# [PAGE EXTRACT]
******************************
What you describe sounds like fairly high-tech investigative techniques?
It can be as simple as a quick online search. Some fraud schemes are not very clever, while others sound like something out of a bestselling crime novel. One of my favorites is the case of the drowning husband. It goes like this: a death claim was filed on a six-month-old policy. The cause of death was accidental drowning while swimming in a lake. The body was said to have been found and cremated. So far, so good right?
The wife was listed as the beneficiary, and she asked that the claim be expedited. Since the matter of death was accidental, the insurance company routinely conducts limited investigations, such as online research. The insurer searched online news sources and came up with absolutely no articles about the drowning. Then, there was the review of the online obituary, which showed the wife to have a different last name than the insured’s. Condolences posted with the obituary referenced a similar tragic death a few years prior. Reviews of Facebook showed the insured’s account was closed, posts indicated that the insured and beneficiary had recently been married and posts referenced the death of her previous husband, who had coincidentally died of accidental drowning.
The red flags generated by a simple online search led to a full contestable investigation. The investigation proved that the drowning was fabricated, the death certificate was fraudulent, and the funeral home was complicit.
You mention an online search, but yet we can’t go a month, it seems, without another hacking incident from some website. The Internet and cloud-based technologies make us more vulnerable to fraud, too.
Absolutely. The motives for fraud haven’t changed, but the methods have. The same high-tech tools are at the fraudster’s disposal. Documents can be easily falsified. Devices can enable untraceable communications. Online content opens up more opportunities to steal personally identifiable information, and even websites for commercial DNA testing provide new avenues for consumer anti-selection. As acceleration and automation also expedite the underwriting process and reduce human involvement, we could see more loopholes appear that criminals could exploit. And that’s not even addressing the more dangerous data for sale on the Dark Web.
If it is the case that the motives for fraud are the same, won’t fraud always be with us, no matter what technologies and techniques we employ?
Yes. But I still believe we can make a dent in it. While there are groups and individuals intentionally committing fraud, the greater threat may be more mundane: the little white lies and bending of truths from ordinary applicants. We all know these tend to add up. It’s one thing to add a Provision for Adverse Deviation (PAD) for volatility, but wouldn’t it be nice if we didn’t have to add a PAD for anti-selection? Here, we have new behavioral science tools that can provide a path forward from the product design to the application process. It’s not just about learning technologies; it’s also about looking for answers and strategies that work.
All this seems rather daunting.
In a perfect world, we wouldn’t need a fraud conference. Insurance applicants would be 100% truthful on their applications, all claims would be legitimate, and claims proceeds would go to the people they are intended to help. That’s not the world we’re living in today. But we can take comfort in fact that knowledge is power, and working together within and across industries we are immensely powerful.
******************************
# [DATA PROVIDED]
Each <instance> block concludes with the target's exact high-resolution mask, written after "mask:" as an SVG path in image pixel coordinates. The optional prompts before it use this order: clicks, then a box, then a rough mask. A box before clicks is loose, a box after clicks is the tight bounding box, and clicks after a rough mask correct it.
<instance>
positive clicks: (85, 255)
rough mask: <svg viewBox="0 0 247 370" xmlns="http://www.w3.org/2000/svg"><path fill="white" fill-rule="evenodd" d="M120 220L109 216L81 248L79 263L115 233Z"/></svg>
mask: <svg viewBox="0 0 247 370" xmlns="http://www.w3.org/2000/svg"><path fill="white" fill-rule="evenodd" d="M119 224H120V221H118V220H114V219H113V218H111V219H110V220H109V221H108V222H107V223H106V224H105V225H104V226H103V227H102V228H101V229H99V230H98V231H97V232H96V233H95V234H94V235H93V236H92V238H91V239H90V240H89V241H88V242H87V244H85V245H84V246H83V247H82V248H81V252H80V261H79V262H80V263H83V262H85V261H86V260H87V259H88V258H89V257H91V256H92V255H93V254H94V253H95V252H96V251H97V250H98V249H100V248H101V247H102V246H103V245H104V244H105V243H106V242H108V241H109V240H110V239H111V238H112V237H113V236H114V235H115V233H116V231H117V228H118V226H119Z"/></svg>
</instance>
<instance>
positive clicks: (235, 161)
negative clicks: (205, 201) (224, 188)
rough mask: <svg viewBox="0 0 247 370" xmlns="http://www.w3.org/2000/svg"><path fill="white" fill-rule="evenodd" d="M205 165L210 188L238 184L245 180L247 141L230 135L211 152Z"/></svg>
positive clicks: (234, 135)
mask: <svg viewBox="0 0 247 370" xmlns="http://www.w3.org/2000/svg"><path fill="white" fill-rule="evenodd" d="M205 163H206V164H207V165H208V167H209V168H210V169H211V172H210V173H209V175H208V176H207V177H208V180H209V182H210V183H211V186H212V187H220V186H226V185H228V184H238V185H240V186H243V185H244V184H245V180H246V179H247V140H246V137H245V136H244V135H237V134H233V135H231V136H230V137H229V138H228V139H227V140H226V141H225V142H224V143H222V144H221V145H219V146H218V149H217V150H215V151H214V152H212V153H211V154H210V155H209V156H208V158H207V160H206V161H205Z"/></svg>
******************************
# [WHAT YOU WILL DO]
1. Set down the part of the insurance fraud interview between "It can be as" and "so good right?", inclusive.
2. In the insurance fraud interview, what did the full investigation prove about the funeral home in the drowning husband case?

# [LIST OF ANSWERS]
1.
It can be as simple as a quick online search. Some fraud schemes are not very clever, while others sound like something out of a bestselling crime novel. One of my favorites is the case of the drowning husband. It goes like this: a death claim was filed on a six-month-old policy. The cause of death was accidental drowning while swimming in a lake. The body was said to have been found and cremated. So far, so good right?

2. It was complicit.